● **LISTED ENTRIES**
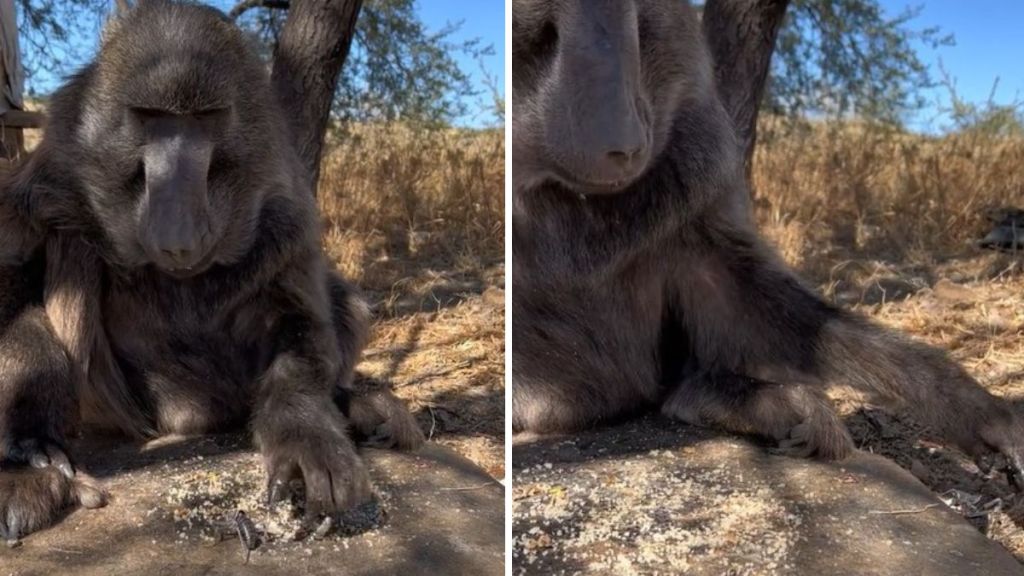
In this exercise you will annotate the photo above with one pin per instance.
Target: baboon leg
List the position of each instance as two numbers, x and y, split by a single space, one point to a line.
790 329
797 416
34 498
377 416
936 389
37 409
570 404
381 420
351 323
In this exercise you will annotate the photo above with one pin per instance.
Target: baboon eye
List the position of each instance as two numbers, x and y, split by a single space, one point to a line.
150 113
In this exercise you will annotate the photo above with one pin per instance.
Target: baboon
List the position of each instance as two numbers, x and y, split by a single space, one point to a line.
638 278
161 272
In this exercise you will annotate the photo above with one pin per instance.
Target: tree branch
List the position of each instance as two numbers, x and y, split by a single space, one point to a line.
245 5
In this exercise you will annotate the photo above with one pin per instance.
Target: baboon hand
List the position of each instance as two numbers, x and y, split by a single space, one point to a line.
39 454
325 458
32 498
1001 449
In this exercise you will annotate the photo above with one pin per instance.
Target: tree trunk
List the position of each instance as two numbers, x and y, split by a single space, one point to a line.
310 52
741 36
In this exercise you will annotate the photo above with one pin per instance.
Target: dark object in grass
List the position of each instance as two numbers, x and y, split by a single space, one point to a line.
1008 234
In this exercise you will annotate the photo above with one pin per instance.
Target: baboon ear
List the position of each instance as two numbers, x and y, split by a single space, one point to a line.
122 7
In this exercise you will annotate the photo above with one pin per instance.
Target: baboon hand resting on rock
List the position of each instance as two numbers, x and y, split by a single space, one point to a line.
161 272
639 280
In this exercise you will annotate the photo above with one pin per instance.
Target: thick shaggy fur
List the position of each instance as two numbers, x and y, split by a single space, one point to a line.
260 332
655 291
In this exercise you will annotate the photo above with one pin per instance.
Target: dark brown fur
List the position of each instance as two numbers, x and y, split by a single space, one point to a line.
646 285
207 309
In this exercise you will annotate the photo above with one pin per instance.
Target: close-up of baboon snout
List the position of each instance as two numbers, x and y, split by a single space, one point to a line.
174 220
595 115
604 128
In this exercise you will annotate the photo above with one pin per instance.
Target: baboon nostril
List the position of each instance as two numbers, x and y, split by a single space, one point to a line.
180 256
624 159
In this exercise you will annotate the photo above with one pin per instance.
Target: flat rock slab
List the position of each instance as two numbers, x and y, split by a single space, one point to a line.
658 497
171 500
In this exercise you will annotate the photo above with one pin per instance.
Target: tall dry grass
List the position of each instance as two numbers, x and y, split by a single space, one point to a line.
825 192
393 193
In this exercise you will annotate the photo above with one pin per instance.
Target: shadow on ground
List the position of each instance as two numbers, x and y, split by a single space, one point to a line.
439 515
657 496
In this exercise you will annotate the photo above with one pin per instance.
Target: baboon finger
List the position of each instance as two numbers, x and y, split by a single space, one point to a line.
58 459
278 488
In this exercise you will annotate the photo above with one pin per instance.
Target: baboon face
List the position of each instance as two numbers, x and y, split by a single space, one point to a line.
167 132
595 87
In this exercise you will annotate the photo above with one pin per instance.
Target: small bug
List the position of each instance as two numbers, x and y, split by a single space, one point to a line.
247 533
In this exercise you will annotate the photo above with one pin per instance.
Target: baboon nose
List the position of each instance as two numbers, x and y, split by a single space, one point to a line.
180 257
624 160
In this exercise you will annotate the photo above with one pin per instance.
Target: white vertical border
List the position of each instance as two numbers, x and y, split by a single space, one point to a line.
508 288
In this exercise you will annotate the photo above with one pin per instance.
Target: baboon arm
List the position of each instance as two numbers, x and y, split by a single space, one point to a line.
296 424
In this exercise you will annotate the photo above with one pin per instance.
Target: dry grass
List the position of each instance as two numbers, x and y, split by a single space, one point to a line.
885 222
416 218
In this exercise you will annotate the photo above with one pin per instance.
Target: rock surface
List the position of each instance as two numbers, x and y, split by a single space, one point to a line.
438 513
654 496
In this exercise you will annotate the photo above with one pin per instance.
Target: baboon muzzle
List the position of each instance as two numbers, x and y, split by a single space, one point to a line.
603 137
175 213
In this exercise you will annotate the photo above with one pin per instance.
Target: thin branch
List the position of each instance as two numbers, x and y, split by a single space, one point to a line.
245 5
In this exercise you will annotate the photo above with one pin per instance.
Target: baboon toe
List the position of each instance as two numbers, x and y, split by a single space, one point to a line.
826 441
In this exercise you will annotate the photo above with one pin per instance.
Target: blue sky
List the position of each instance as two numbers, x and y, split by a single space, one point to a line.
480 18
989 45
483 19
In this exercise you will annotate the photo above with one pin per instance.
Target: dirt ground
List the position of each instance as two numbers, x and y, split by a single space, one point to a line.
439 344
971 305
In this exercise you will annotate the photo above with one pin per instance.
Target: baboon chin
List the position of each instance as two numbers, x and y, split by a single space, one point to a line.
161 272
662 294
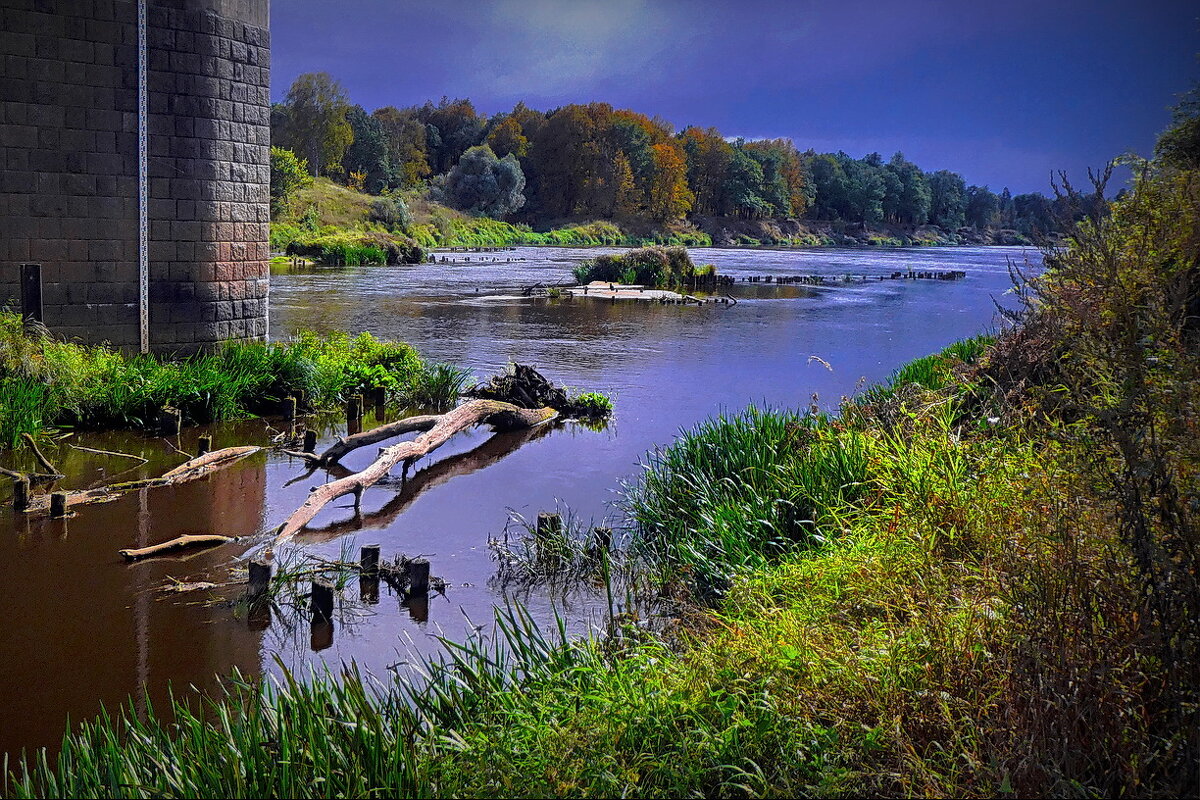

● **TASK BRIEF**
When you retype the listing above, keep each line exactly as written and drop the pictures.

● **ANSWER BOX**
In this exercise you will annotate the photo above with one pin per instance.
Target: baboon leg
List the position of each instance as two numbers, x and y, split by a single space, one point to a line.
790 329
797 416
34 498
377 416
936 389
37 409
570 404
381 420
351 323
In this exercise you will annotate the photo above with one pin per instance.
Target: baboon eye
List the position of each instance as two numbers, x and y, split by a single space, one point to a line.
150 113
In this exercise you will annotate the photo above with one pin per instance.
Target: baboon
List the position of each instance as two numbers, x and y, split by a single space, one point to a line.
638 278
161 272
In this exercise you will annotate the photo above with one pin per instance.
Target: tree branch
List the position of each instance as two numbers, x and y, split by a single space, one point to a line.
245 5
In this exercise you will annotate the photo above with one pin per instance.
Target: baboon hand
List the position of each instance as two numbers, x and y, split by a single space, one point to a line.
39 454
325 458
32 498
1001 449
In this exercise you will annotate the photo above with one pin per instance.
Target: tree trunk
List the position of each instance as two numbers, x and y, split by a single space, one point to a line.
310 52
741 36
In this exercise you will annotate the photo above with one pin per instance.
Target: dark object in grass
List the position of each instance as two numbers, x and y, split by a single space, one point to a line.
1008 234
In this exercise you will annotate the photo above with one pin per instance.
Target: baboon ear
List the position of each instance as two numbers, x and y, split by a single space, one point to a line.
122 7
In this exercise you will annotate the photo above with one pin per instance.
Target: baboon hand resting on rock
List the position of each instance as two numbers, x and y, split by a single space, one point to a line.
161 272
639 280
In this exercise you will annotate the photo above with one pin per instance.
Target: thick shaggy fur
List the position of each instance as two numbers, x and y, split by a single space, one point to a line.
260 332
655 291
In this exercise you will annotate the photo above with one pin per instance.
Target: dark brown fur
List the position of each instance as two numbers, x and y, split by a single space, one point to a line.
646 285
207 309
In this exercise you will annotate the photo above with one pin per instance.
Target: close-up of baboon snout
List the position of each instance as two numbers, x and y, split by a single space, one point to a line.
174 220
595 115
604 128
In this exercise you will annotate the photo above with one pin per instance.
Target: baboon nostril
List the position of each instance as two numbers, x and y, split by a single space, one point to a line.
180 256
624 159
In this exercise you will annotate the photo above with one pin per instance.
Target: flat rock slab
List the position of each instance as two numbers, x and y, split by a single space, one point to a line.
658 497
171 500
In this exercise you will annotate the photo above with one pin per instance.
Target: tall dry grass
List the position of each instance as two numbers, x and y, split by a single space, one point to a line.
825 192
393 193
In this exercise you will annotate the photo above with one pin per instance.
Target: shadow on ground
List the position of each instance as two numbers, x and y, split by a single space, one point to a line.
439 515
657 496
In this exercise you will annotate the photo above with one pin per instance.
Target: baboon finger
List the position of each instance as two numbers, x and y, split by a single space, one point to a line.
58 459
278 488
In this exercise you will annotate the photo above with one pin per instance.
Target: baboon face
List the position of each instance as two numbers, x and y, split by a single space, one point to a line.
167 132
595 87
In this exercise you will annotate the photo above with one pin per instance.
Target: small bug
List the position of each instance as two numbers, x and y, split by a single space, one point to a line.
247 533
In this exercise you will annotate the photo above with one pin per instance.
Target: baboon nose
List the position of each instance as two numbers, x and y, split by a single space, one point to a line.
180 257
624 160
In this exercise you will annotate the photo above with one pin per instance.
Target: white vertical border
List the position of each instance as two numbers, x and y, split by a single space, one point to a line.
508 288
In this exercise you will annotate the photo above with one pin per instance.
Target: baboon arm
List the position of each instance as two numbers, x and y, split by a single space, one point to a line.
296 424
In this exercise you will annotate the photo above with one pin per instance.
Target: dry grass
List the position of each instance as two numbers, x and y, split by a single space, one point to a line.
885 222
416 218
In this exercise you will annotate the photo above with one pin per instance.
Target: rock surface
List the position of each instance as two numbers, x and y, split by a single space, one point to a line.
438 513
654 496
In this exercise you will annotate the photo above with one pin per instance.
Target: baboon muzzle
List the position of each instance as two numbers, x and y, split by a single space, one point to a line.
603 137
175 213
In this exercise you will annotate the photo above with one pin per instance.
Target: thin branch
List the position of each instance as two numbers, x and y, split by a single space, one point to a line.
245 5
In this exercise you will annotate the photo above with one pin per instance.
Target: baboon toe
List the position of each instance as two numbers, x and y, split by a single space, one point to a line.
826 441
In this exercise you will annotate the photo above with one pin per instance.
Target: blue sky
List the position of each instance as two numbers, x and y, split by a single space, one point to a line.
480 18
989 45
483 19
In this exercise you will annotate the photo above with one pin per instance.
Target: dirt ground
List the position of each instance as two numbers, x and y, split by a single space, one point to a line.
439 344
971 305
In this exercise you will annotate the photo above with one pin per instance.
Target: baboon chin
List the position of each instance as two numbers, x and y, split by a single space, one point to a line.
161 272
662 294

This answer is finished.